Input =
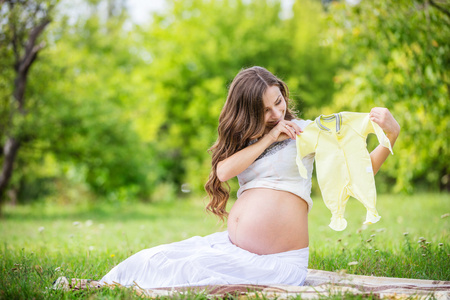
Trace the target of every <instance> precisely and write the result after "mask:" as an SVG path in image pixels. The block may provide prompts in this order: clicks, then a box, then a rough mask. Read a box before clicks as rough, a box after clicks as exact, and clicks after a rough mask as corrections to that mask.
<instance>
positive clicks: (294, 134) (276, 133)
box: [267, 120, 303, 142]
mask: <svg viewBox="0 0 450 300" xmlns="http://www.w3.org/2000/svg"><path fill="white" fill-rule="evenodd" d="M301 132H303V131H302V129H301V128H300V126H298V125H297V124H295V123H294V122H292V121H286V120H282V121H280V122H279V123H278V124H277V125H276V126H275V127H274V128H272V129H271V130H270V131H269V133H268V134H267V135H269V136H270V137H271V138H272V139H273V142H281V141H284V140H287V139H289V138H290V139H293V140H295V139H296V138H297V135H298V134H300V133H301Z"/></svg>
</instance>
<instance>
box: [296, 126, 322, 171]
mask: <svg viewBox="0 0 450 300" xmlns="http://www.w3.org/2000/svg"><path fill="white" fill-rule="evenodd" d="M314 124H315V123H314V122H312V121H309V124H308V126H306V127H305V128H302V130H303V132H302V133H300V134H299V135H297V139H296V146H297V157H296V163H297V166H298V171H299V173H300V175H301V176H302V177H303V178H307V177H308V171H307V170H306V168H305V166H304V164H303V162H302V159H303V158H304V157H305V156H307V155H308V154H310V153H314V152H315V151H316V146H317V139H318V137H319V131H318V130H317V127H316V126H315V125H314Z"/></svg>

Task directions = Set down the data above word for word, leaving every picture out.

Output of the task =
Trace the target of every <instance> precisely and write the result after "mask:" as an SVG path in image pixels. The block may provide prompts in this order: clicks, then a box, then a rough mask. Read a box before clicks as rough, a box after clicks as exact, and clicks after a rough mask as corrections to that mask.
<instance>
positive clicks: (294, 134) (276, 133)
box: [267, 120, 303, 142]
mask: <svg viewBox="0 0 450 300" xmlns="http://www.w3.org/2000/svg"><path fill="white" fill-rule="evenodd" d="M301 132H303V131H302V129H301V128H300V126H298V125H297V124H295V123H294V122H292V121H286V120H282V121H280V122H279V123H278V124H277V125H276V126H275V127H274V128H272V129H271V130H270V131H269V133H268V134H267V135H269V136H270V137H271V138H272V139H273V142H281V141H284V140H287V139H289V138H290V139H293V140H295V139H296V138H297V135H298V134H300V133H301Z"/></svg>
</instance>
<instance>
box: [296, 126, 322, 171]
mask: <svg viewBox="0 0 450 300" xmlns="http://www.w3.org/2000/svg"><path fill="white" fill-rule="evenodd" d="M314 124H315V123H314V122H312V121H309V124H308V126H306V127H305V128H302V130H303V132H302V133H300V134H299V135H297V139H296V146H297V157H296V163H297V166H298V171H299V173H300V175H301V176H302V177H303V178H307V177H308V171H307V170H306V168H305V166H304V164H303V162H302V159H303V158H304V157H305V156H307V155H308V154H310V153H314V152H315V151H316V146H317V139H318V137H319V131H318V130H317V127H316V126H315V125H314Z"/></svg>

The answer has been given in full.